» Stored records

+ + +

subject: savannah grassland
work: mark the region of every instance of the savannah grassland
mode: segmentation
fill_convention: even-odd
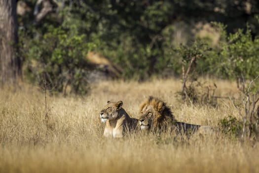
[[[238,97],[235,83],[216,79],[216,95]],[[0,90],[1,173],[259,173],[259,145],[216,132],[178,140],[170,134],[141,133],[122,139],[102,136],[99,112],[108,100],[122,100],[129,114],[139,116],[139,105],[149,95],[167,103],[178,121],[218,126],[229,115],[241,117],[228,99],[217,107],[181,103],[175,92],[179,80],[105,82],[85,96],[47,94],[35,86]]]

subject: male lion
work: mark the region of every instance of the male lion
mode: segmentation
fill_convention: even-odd
[[[139,120],[131,118],[122,108],[122,101],[108,101],[100,113],[101,121],[106,123],[104,135],[122,137],[127,132],[136,130]]]
[[[200,126],[178,122],[166,104],[159,98],[152,96],[140,105],[141,116],[139,124],[141,130],[172,130],[177,133],[189,134],[197,130],[203,133],[211,130],[209,126]],[[205,132],[206,133],[206,132]]]

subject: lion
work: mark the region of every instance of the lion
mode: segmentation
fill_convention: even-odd
[[[210,131],[212,128],[209,126],[193,125],[177,121],[171,109],[166,103],[160,99],[150,96],[140,105],[139,125],[141,130],[176,130],[177,133],[199,133]]]
[[[122,108],[122,101],[108,101],[101,111],[101,121],[106,123],[104,136],[108,137],[122,137],[136,129],[139,120],[130,118]]]

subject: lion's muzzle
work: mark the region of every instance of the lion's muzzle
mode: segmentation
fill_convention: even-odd
[[[101,112],[100,114],[100,117],[101,117],[101,121],[102,123],[105,123],[108,119],[108,117],[104,114],[103,113]]]
[[[140,119],[139,122],[140,125],[140,129],[142,130],[146,130],[149,129],[149,126],[148,124],[147,123],[144,119]]]

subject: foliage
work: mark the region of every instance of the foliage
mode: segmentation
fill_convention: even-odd
[[[219,125],[223,133],[230,134],[234,137],[240,136],[242,134],[243,122],[235,117],[229,116],[224,118],[220,120]]]
[[[72,33],[62,27],[50,27],[42,37],[23,41],[27,44],[23,52],[27,57],[26,74],[33,82],[41,86],[46,82],[48,89],[64,94],[68,85],[74,92],[87,91],[84,54],[88,45],[84,35]]]
[[[24,1],[34,9],[35,0]],[[39,24],[32,22],[33,10],[18,19],[25,76],[38,84],[42,84],[40,74],[47,71],[51,76],[47,79],[50,87],[64,91],[64,84],[69,81],[77,84],[72,86],[75,92],[84,92],[79,90],[86,89],[83,79],[89,67],[83,59],[88,50],[123,67],[126,79],[180,76],[182,64],[186,68],[191,57],[188,53],[206,57],[195,65],[197,75],[251,79],[258,74],[257,0],[55,1],[55,11]],[[197,38],[195,31],[198,24],[212,21],[222,23],[214,25],[222,35],[213,46],[209,39]],[[176,50],[173,53],[172,49]],[[33,69],[32,64],[37,65]],[[50,82],[54,76],[57,79]]]

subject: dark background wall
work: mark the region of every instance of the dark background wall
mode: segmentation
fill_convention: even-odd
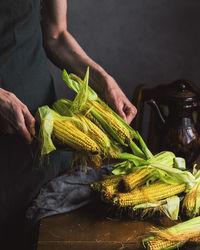
[[[200,83],[199,0],[68,0],[68,29],[130,99],[139,83]],[[58,95],[70,98],[50,69]]]

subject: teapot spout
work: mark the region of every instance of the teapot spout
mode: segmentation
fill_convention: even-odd
[[[158,114],[158,116],[159,116],[161,122],[162,122],[163,124],[165,124],[165,119],[164,119],[163,115],[161,114],[161,111],[160,111],[160,109],[159,109],[157,103],[155,102],[155,100],[150,99],[149,101],[147,101],[147,104],[148,104],[150,107],[152,107],[152,108],[157,112],[157,114]]]

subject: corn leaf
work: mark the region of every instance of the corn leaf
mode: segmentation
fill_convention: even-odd
[[[41,147],[41,155],[49,154],[56,150],[51,134],[53,131],[53,115],[48,106],[42,106],[36,113],[36,121],[40,124],[38,140]]]
[[[80,88],[80,86],[83,84],[83,80],[75,74],[69,74],[69,78],[71,81],[75,81],[77,83],[76,88]],[[97,99],[97,93],[90,86],[88,86],[88,100],[92,101]]]
[[[195,177],[189,171],[182,171],[176,168],[171,168],[166,165],[152,163],[152,167],[157,168],[159,178],[169,184],[186,184],[186,192],[189,191],[195,184]]]
[[[73,117],[73,113],[70,110],[70,106],[68,106],[64,99],[59,99],[52,105],[53,109],[58,112],[62,116]]]
[[[175,157],[174,158],[174,167],[181,169],[181,170],[185,170],[186,169],[185,159],[182,157]]]
[[[142,151],[144,152],[144,154],[146,155],[147,159],[150,159],[153,157],[153,154],[151,153],[151,151],[148,149],[146,143],[144,142],[144,140],[142,139],[142,137],[140,136],[139,132],[136,131],[137,133],[137,137],[139,140],[139,143],[141,145]]]
[[[72,105],[70,107],[70,110],[74,114],[80,113],[80,111],[82,110],[82,107],[84,107],[84,105],[87,102],[88,81],[89,81],[89,68],[87,68],[87,72],[85,74],[83,84],[80,86],[79,91],[77,95],[75,96],[74,101],[72,102]]]

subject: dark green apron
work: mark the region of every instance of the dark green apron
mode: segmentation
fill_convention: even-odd
[[[42,47],[40,0],[1,0],[0,88],[13,92],[32,114],[55,100]],[[34,143],[0,133],[0,242],[7,228],[19,228],[40,187],[71,166],[71,154],[53,152],[43,163],[40,167]]]

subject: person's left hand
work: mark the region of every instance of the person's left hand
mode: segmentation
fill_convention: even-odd
[[[128,124],[131,123],[137,113],[136,107],[128,100],[116,81],[109,77],[104,99]]]

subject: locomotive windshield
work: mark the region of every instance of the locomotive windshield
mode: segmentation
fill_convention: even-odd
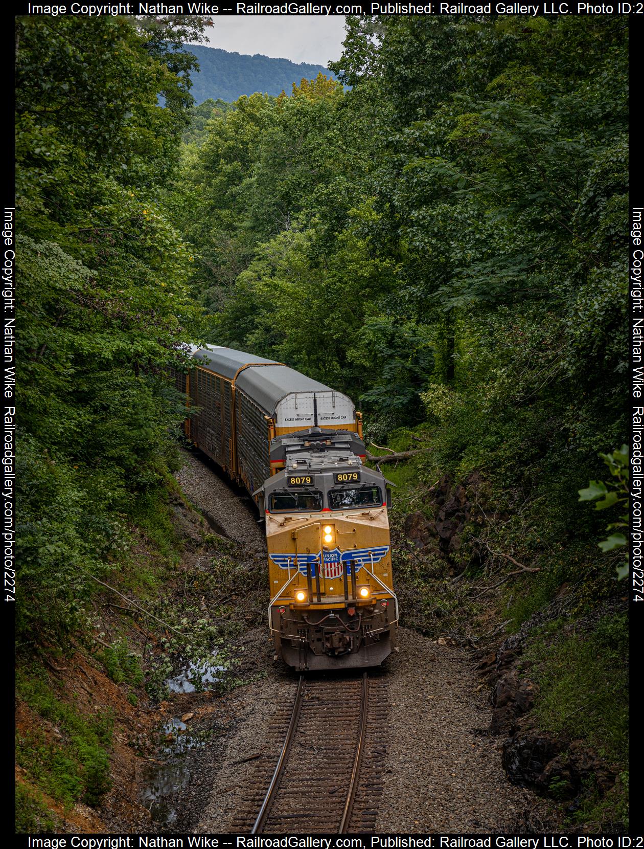
[[[383,494],[379,486],[369,484],[351,489],[332,489],[328,503],[332,510],[350,510],[356,507],[380,507]]]
[[[271,493],[272,513],[291,513],[298,510],[321,510],[322,492],[316,489],[278,490]]]

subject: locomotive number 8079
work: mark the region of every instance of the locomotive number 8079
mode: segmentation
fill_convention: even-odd
[[[361,413],[283,363],[207,346],[173,371],[194,408],[193,442],[251,494],[266,520],[276,653],[294,668],[382,663],[395,647],[388,511],[363,464]]]

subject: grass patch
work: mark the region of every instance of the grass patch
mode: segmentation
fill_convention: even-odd
[[[179,538],[172,524],[169,506],[168,486],[141,493],[130,514],[132,521],[139,527],[159,552],[165,557],[177,558],[176,547]]]
[[[15,832],[17,835],[42,834],[62,830],[62,824],[37,790],[21,782],[15,789]]]
[[[125,681],[133,687],[138,687],[143,683],[145,676],[141,668],[141,659],[136,652],[128,651],[127,639],[124,638],[98,652],[97,657],[115,683],[120,684]]]
[[[16,759],[28,777],[65,807],[82,801],[96,807],[109,790],[109,750],[112,717],[83,717],[53,692],[36,668],[17,673],[18,694],[53,726],[17,734]]]
[[[587,740],[608,761],[628,758],[628,621],[604,616],[593,631],[565,635],[557,620],[539,628],[525,651],[539,684],[535,714],[552,734]]]

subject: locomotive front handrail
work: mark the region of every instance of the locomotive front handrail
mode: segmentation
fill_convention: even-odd
[[[370,551],[369,554],[371,554],[371,566],[372,569],[373,569],[373,552]],[[391,596],[393,596],[394,603],[395,605],[395,619],[391,624],[395,625],[398,621],[398,596],[395,594],[395,593],[391,588],[388,587],[387,584],[383,583],[383,582],[380,580],[378,575],[374,574],[373,571],[369,571],[366,563],[362,564],[362,568],[365,570],[367,575],[371,575],[373,580],[377,581],[380,584],[380,586],[383,588],[384,590],[386,590],[387,593],[389,593]]]
[[[292,581],[294,581],[294,579],[295,579],[295,578],[296,578],[296,577],[298,576],[298,575],[299,575],[299,574],[300,574],[300,567],[298,567],[298,568],[297,568],[297,569],[295,570],[295,571],[294,571],[294,572],[293,573],[293,575],[292,575],[292,576],[290,576],[290,577],[288,578],[288,581],[286,582],[286,583],[285,583],[285,584],[284,584],[284,586],[283,586],[283,587],[282,588],[282,589],[279,589],[279,590],[277,590],[277,593],[276,593],[276,594],[275,594],[275,595],[274,595],[274,596],[272,597],[272,599],[271,599],[271,600],[269,601],[269,603],[268,603],[268,630],[269,630],[269,631],[274,631],[274,632],[275,632],[276,633],[277,633],[277,628],[274,628],[274,627],[272,627],[272,621],[271,621],[271,608],[272,608],[272,607],[273,606],[273,604],[275,604],[275,602],[278,600],[279,597],[280,597],[280,596],[282,595],[282,593],[283,593],[284,592],[284,590],[285,590],[285,589],[286,589],[286,588],[287,588],[287,587],[288,586],[288,584],[289,584],[289,583],[290,583],[290,582],[291,582]]]

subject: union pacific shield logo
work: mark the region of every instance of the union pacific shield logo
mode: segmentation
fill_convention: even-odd
[[[363,565],[371,569],[373,565],[382,560],[389,550],[388,545],[380,545],[374,548],[351,548],[343,552],[340,552],[339,548],[335,548],[333,551],[325,551],[324,576],[328,578],[339,577],[342,575],[343,568],[348,567],[351,560],[355,564],[356,572]],[[280,569],[299,569],[302,575],[306,574],[306,565],[310,564],[311,574],[315,577],[316,565],[321,554],[318,552],[316,554],[277,554],[269,552],[268,556]]]
[[[339,578],[342,575],[344,564],[340,560],[340,549],[324,552],[324,577]]]

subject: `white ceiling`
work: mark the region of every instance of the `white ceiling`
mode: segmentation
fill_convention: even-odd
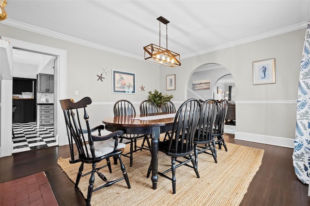
[[[301,28],[309,0],[8,0],[1,24],[142,59],[169,21],[168,49],[182,59]],[[161,24],[161,46],[166,29]]]

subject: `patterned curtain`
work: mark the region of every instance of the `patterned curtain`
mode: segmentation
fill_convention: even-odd
[[[294,150],[295,173],[304,184],[309,184],[310,167],[310,33],[308,24],[301,58]]]

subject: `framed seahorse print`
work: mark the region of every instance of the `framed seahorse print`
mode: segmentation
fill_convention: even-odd
[[[253,84],[274,84],[276,83],[275,59],[253,62]]]

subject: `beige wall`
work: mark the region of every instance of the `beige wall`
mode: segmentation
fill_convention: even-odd
[[[92,98],[94,103],[90,106],[89,115],[93,119],[91,121],[92,125],[100,124],[104,117],[113,116],[110,107],[117,101],[125,99],[140,103],[147,99],[148,91],[159,89],[159,65],[142,58],[130,58],[5,25],[1,27],[2,36],[67,51],[66,98],[75,101],[85,96]],[[143,54],[143,48],[141,52]],[[103,68],[109,71],[107,76],[103,75],[103,82],[97,81],[96,76],[103,72]],[[112,70],[136,74],[135,94],[112,93]],[[145,91],[141,91],[141,85],[145,87]],[[75,95],[75,90],[78,91],[78,95]],[[139,113],[139,104],[135,106]]]
[[[121,99],[135,102],[139,111],[139,103],[147,98],[147,91],[155,89],[173,94],[172,101],[178,106],[187,98],[186,86],[194,70],[212,63],[228,69],[235,80],[236,138],[255,134],[256,138],[267,137],[281,141],[284,138],[293,141],[305,30],[306,28],[181,59],[182,66],[176,68],[159,66],[5,25],[1,25],[1,35],[66,50],[66,97],[78,100],[88,96],[93,99],[95,103],[90,107],[89,115],[93,119],[93,125],[100,124],[102,118],[111,116],[113,103]],[[271,58],[276,59],[276,83],[253,85],[252,62]],[[97,81],[96,74],[106,67],[110,71],[107,78],[104,82]],[[112,94],[112,69],[136,74],[136,94]],[[166,76],[171,74],[176,74],[176,90],[166,91]],[[145,91],[140,91],[141,85],[145,86]],[[75,95],[76,90],[79,91],[78,96]]]
[[[175,98],[186,99],[184,91],[193,71],[206,63],[220,64],[231,72],[235,82],[235,138],[256,134],[262,139],[293,140],[305,32],[306,28],[183,59],[173,71],[162,67],[161,88],[165,75],[175,73],[180,91],[174,92]],[[275,58],[276,84],[253,85],[252,62],[272,58]]]

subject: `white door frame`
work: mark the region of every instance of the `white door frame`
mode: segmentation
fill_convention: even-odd
[[[10,42],[12,57],[12,49],[13,47],[49,54],[58,57],[58,63],[57,66],[55,65],[54,71],[55,89],[54,93],[54,114],[55,115],[54,132],[58,145],[62,146],[67,144],[67,141],[66,141],[65,138],[66,129],[64,119],[63,118],[62,110],[59,103],[60,100],[64,99],[66,97],[66,84],[65,80],[66,79],[67,70],[67,51],[55,48],[11,39],[4,36],[2,36],[1,38],[2,39]],[[2,91],[3,89],[5,89],[5,88],[1,87],[1,91]],[[1,103],[2,100],[4,99],[12,100],[12,92],[11,92],[11,94],[9,92],[2,93],[1,92]],[[2,105],[1,107],[2,107]],[[1,108],[1,111],[3,111],[3,109],[4,108]],[[12,108],[5,109],[9,111],[12,110]],[[0,142],[0,157],[12,155],[13,150],[13,142],[12,138],[10,138],[10,137],[12,137],[12,121],[8,121],[7,118],[4,116],[4,115],[1,115],[0,128],[1,128],[1,130],[3,128],[8,128],[8,129],[2,131],[4,132],[1,132],[1,135],[0,137],[1,139]]]

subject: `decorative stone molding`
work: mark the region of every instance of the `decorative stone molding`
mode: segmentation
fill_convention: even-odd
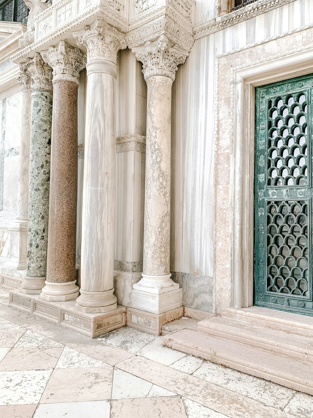
[[[195,39],[207,36],[211,33],[243,22],[251,18],[292,3],[295,0],[257,0],[237,10],[225,14],[216,19],[197,25],[194,28]]]
[[[38,52],[33,58],[28,58],[25,67],[31,77],[31,89],[52,90],[52,69]]]
[[[53,82],[66,80],[78,84],[79,73],[86,65],[86,58],[79,48],[72,48],[65,41],[56,48],[49,46],[41,53],[43,61],[53,69]]]
[[[25,64],[21,64],[20,65],[20,73],[16,77],[16,79],[22,86],[22,90],[30,89],[31,77],[27,71]]]
[[[144,12],[156,4],[157,0],[134,0],[134,5],[139,12]]]
[[[39,15],[49,7],[49,4],[45,0],[24,0],[24,3],[30,10],[27,19],[27,31],[20,39],[18,40],[18,45],[23,48],[30,45],[35,41],[35,24]]]
[[[73,35],[79,46],[86,46],[88,62],[105,59],[116,64],[118,51],[127,46],[124,34],[101,18]]]
[[[177,66],[185,62],[189,53],[172,44],[165,35],[154,42],[148,41],[143,46],[133,48],[136,58],[142,63],[146,81],[153,76],[165,76],[174,81]]]

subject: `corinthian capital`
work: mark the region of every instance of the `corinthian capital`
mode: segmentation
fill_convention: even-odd
[[[22,86],[22,90],[28,90],[30,88],[31,77],[27,71],[26,64],[20,64],[20,73],[16,79]]]
[[[132,48],[131,51],[142,63],[142,72],[146,81],[152,76],[165,76],[174,81],[177,66],[184,62],[189,54],[171,43],[165,35],[154,42],[148,41],[143,46]]]
[[[31,77],[32,90],[52,90],[52,70],[40,54],[35,52],[33,58],[28,58],[25,68]]]
[[[72,48],[65,41],[56,48],[49,46],[41,53],[43,61],[52,67],[53,81],[66,80],[78,84],[79,73],[86,63],[86,55],[79,48]]]
[[[127,46],[124,34],[100,18],[73,36],[78,46],[86,47],[87,62],[105,59],[116,64],[118,51]]]

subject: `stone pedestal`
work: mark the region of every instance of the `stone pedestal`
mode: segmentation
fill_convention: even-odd
[[[21,291],[39,293],[45,284],[47,266],[52,72],[37,53],[25,66],[31,77],[32,93],[27,276]]]
[[[131,306],[159,314],[182,306],[182,290],[169,272],[172,85],[188,53],[164,35],[132,49],[147,82],[146,178],[142,278]]]
[[[124,36],[98,19],[74,34],[87,48],[87,100],[83,192],[80,296],[76,309],[116,308],[114,294],[117,51]]]
[[[21,126],[22,127],[18,159],[18,210],[16,222],[8,227],[10,234],[10,258],[3,265],[16,270],[23,270],[26,267],[27,254],[31,101],[30,76],[25,65],[21,65],[17,79],[22,87]]]
[[[77,90],[85,65],[78,48],[64,41],[41,53],[53,70],[53,106],[47,275],[40,295],[46,301],[76,299]]]

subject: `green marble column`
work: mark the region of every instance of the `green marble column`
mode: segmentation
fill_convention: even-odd
[[[47,268],[52,71],[37,53],[25,64],[31,77],[27,277],[21,291],[40,293]]]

+ + +

» What is being asked
Copy out each line of the records above that contains the string "corinthian". Treat uppercase and lowercase letters as different.

» Problem solution
subject: `corinthian capital`
work: mark the region of every instance of the `corinthian capital`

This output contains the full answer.